> [DO THIS] Reproduce the entries exactly.

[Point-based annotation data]
☆ ☆ ☆ ☆

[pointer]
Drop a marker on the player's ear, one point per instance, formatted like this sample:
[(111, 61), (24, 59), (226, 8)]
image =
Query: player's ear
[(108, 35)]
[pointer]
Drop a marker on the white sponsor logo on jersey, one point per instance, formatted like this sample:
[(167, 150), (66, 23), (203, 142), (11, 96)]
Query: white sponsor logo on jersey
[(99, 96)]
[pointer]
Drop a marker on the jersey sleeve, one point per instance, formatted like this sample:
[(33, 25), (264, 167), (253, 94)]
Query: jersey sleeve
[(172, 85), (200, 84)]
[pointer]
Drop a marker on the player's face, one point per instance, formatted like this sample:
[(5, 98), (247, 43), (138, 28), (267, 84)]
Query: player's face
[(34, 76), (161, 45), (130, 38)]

☆ ☆ ☆ ☆

> [EXPECTED OUTPUT]
[pointer]
Drop a marker on the player's ear, one point per instance, formatted like this sample:
[(111, 61), (24, 59), (226, 8)]
image =
Query: player's ear
[(108, 35)]
[pointer]
Drop a marker on the white sponsor logo on jersey, one point per instance, formatted like this sample:
[(167, 150), (66, 23), (203, 142), (11, 96)]
Query: white sponsor logo on jersey
[(99, 96)]
[pointer]
Drop a marker on the jersey sleeve, one point per instance, formatted like this sample:
[(33, 25), (264, 167), (253, 94)]
Query: jersey sleeve
[(172, 85), (200, 84)]
[pointer]
Drop a marker on the player's face, one point per instance, formatted like this sample:
[(5, 98), (247, 43), (138, 28), (267, 84)]
Query: player's face
[(34, 76), (161, 45), (130, 38)]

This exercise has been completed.